----- Information shown -----

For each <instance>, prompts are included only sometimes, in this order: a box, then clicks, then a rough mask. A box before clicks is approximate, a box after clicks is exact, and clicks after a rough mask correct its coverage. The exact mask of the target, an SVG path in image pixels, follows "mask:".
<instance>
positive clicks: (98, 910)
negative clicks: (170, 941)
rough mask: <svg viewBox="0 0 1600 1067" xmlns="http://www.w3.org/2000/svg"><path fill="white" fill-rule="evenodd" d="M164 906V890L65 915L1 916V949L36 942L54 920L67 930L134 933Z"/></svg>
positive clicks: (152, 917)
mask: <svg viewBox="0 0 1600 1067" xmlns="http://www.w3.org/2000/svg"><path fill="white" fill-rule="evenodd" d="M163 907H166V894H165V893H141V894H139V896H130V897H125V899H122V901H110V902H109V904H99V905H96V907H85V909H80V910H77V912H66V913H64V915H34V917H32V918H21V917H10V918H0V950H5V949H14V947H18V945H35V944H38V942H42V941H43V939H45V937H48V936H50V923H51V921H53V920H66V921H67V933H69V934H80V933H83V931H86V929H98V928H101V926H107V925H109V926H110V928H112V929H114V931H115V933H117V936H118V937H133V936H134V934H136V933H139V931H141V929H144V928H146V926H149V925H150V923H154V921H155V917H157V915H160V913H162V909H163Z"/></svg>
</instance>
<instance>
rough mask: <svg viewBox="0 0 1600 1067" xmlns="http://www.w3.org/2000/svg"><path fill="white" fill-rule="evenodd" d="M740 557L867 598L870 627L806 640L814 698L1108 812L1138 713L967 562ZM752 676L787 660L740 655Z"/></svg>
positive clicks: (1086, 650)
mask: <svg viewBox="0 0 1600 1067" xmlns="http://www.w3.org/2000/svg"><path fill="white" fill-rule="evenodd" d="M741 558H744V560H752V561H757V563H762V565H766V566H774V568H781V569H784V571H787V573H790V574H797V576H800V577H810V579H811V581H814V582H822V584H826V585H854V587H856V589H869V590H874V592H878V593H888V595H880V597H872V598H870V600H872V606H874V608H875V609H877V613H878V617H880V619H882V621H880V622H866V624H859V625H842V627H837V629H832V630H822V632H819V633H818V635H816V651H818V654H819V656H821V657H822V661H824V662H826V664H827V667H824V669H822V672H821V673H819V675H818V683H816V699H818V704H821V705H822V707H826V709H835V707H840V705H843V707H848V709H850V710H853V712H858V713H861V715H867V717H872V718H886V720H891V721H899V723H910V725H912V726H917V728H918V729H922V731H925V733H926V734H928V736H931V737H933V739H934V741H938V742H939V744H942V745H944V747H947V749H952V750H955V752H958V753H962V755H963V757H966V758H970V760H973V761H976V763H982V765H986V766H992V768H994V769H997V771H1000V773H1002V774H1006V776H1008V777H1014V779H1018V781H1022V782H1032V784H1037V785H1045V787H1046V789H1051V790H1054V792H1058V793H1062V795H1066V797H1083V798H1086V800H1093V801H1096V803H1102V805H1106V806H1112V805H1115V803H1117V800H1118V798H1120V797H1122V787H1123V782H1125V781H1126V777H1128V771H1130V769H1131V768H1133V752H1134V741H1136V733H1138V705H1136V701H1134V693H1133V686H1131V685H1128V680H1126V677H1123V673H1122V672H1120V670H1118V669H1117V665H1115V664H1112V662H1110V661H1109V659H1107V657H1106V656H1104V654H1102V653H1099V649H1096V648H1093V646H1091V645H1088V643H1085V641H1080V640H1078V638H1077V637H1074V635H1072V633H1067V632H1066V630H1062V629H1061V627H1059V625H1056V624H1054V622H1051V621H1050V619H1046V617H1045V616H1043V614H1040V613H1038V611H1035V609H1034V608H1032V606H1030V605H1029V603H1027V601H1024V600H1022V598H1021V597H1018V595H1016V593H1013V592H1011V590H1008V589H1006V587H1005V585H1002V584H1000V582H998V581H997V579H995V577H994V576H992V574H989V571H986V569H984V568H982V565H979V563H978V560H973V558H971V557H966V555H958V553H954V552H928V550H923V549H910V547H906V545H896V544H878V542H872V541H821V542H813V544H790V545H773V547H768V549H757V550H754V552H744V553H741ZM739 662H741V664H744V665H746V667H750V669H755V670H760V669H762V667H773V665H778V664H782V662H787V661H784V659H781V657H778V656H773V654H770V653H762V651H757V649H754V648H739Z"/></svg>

-----

Work item -
Retype every entry exactly as it stands.

Result for this task -
For each <instance>, prompts are included only sometimes, in this order: a box, then clicks, then a rough mask. A box before clicks is approximate, a box after clicks is exact, and clicks after a rough mask correct its coverage. The exact mask of the target, an SVG path in image pixels, follows "mask:".
<instance>
positive clicks: (98, 910)
negative clicks: (170, 941)
rough mask: <svg viewBox="0 0 1600 1067" xmlns="http://www.w3.org/2000/svg"><path fill="white" fill-rule="evenodd" d="M164 906V890L65 915L1 916V949L36 942L54 920L67 930L134 933Z"/></svg>
positive clicks: (152, 917)
mask: <svg viewBox="0 0 1600 1067" xmlns="http://www.w3.org/2000/svg"><path fill="white" fill-rule="evenodd" d="M163 907H166V894H165V893H141V894H139V896H130V897H125V899H122V901H110V902H109V904H99V905H96V907H85V909H80V910H77V912H66V913H64V915H34V917H32V918H21V917H10V918H0V950H5V949H14V947H18V945H35V944H38V942H42V941H43V939H45V937H48V936H50V923H51V921H53V920H66V921H67V933H69V934H80V933H83V931H86V929H98V928H101V926H107V925H109V926H110V928H112V929H114V931H115V933H117V936H118V937H133V936H134V934H136V933H139V931H141V929H144V928H146V926H149V925H150V923H154V921H155V917H157V915H160V913H162V909H163Z"/></svg>
</instance>
<instance>
rough mask: <svg viewBox="0 0 1600 1067" xmlns="http://www.w3.org/2000/svg"><path fill="white" fill-rule="evenodd" d="M740 557L867 598L870 627L806 640L814 698L1108 812L1138 713L967 562ZM752 676L787 660L740 655Z"/></svg>
positive clicks: (1086, 650)
mask: <svg viewBox="0 0 1600 1067" xmlns="http://www.w3.org/2000/svg"><path fill="white" fill-rule="evenodd" d="M741 558H744V560H752V561H757V563H762V565H766V566H774V568H781V569H784V571H787V573H790V574H797V576H800V577H810V579H811V581H814V582H822V584H826V585H854V587H856V589H869V590H874V592H878V593H888V595H880V597H872V598H870V600H872V606H874V608H875V609H877V613H878V617H880V619H882V621H880V622H866V624H859V625H842V627H837V629H832V630H822V632H819V633H818V635H816V651H818V654H819V656H821V657H822V661H824V662H826V664H827V667H824V669H822V672H821V673H819V675H818V683H816V699H818V704H821V705H822V707H826V709H835V707H840V705H843V707H848V709H850V710H853V712H858V713H861V715H867V717H872V718H886V720H891V721H899V723H910V725H912V726H917V728H918V729H922V731H925V733H926V734H928V736H931V737H933V739H934V741H938V742H939V744H942V745H944V747H947V749H952V750H955V752H958V753H962V755H963V757H966V758H970V760H973V761H976V763H982V765H986V766H992V768H994V769H997V771H1000V773H1002V774H1006V776H1008V777H1014V779H1018V781H1022V782H1032V784H1037V785H1045V787H1046V789H1051V790H1054V792H1058V793H1062V795H1066V797H1083V798H1086V800H1093V801H1096V803H1102V805H1106V806H1112V805H1115V803H1117V800H1118V798H1120V797H1122V787H1123V782H1125V781H1126V777H1128V771H1130V769H1131V768H1133V752H1134V741H1136V733H1138V705H1136V701H1134V693H1133V686H1131V685H1128V680H1126V677H1123V673H1122V672H1120V670H1118V669H1117V665H1115V664H1112V662H1110V661H1109V659H1107V657H1106V656H1104V654H1102V653H1099V649H1096V648H1093V646H1091V645H1088V643H1085V641H1080V640H1078V638H1077V637H1074V635H1072V633H1067V632H1066V630H1062V629H1061V627H1059V625H1056V624H1054V622H1051V621H1050V619H1046V617H1045V616H1043V614H1040V613H1038V611H1035V609H1034V608H1032V606H1030V605H1029V603H1027V601H1024V600H1022V598H1021V597H1018V595H1016V593H1013V592H1011V590H1008V589H1006V587H1005V585H1002V584H1000V582H998V581H997V579H995V577H994V576H992V574H989V571H986V569H984V568H982V565H979V563H978V560H973V558H971V557H966V555H958V553H954V552H928V550H923V549H910V547H906V545H896V544H878V542H872V541H821V542H813V544H790V545H773V547H768V549H757V550H754V552H744V553H741ZM739 662H741V664H744V665H746V667H750V669H755V670H760V669H762V667H773V665H778V664H782V662H787V661H784V659H781V657H778V656H773V654H770V653H762V651H757V649H754V648H739Z"/></svg>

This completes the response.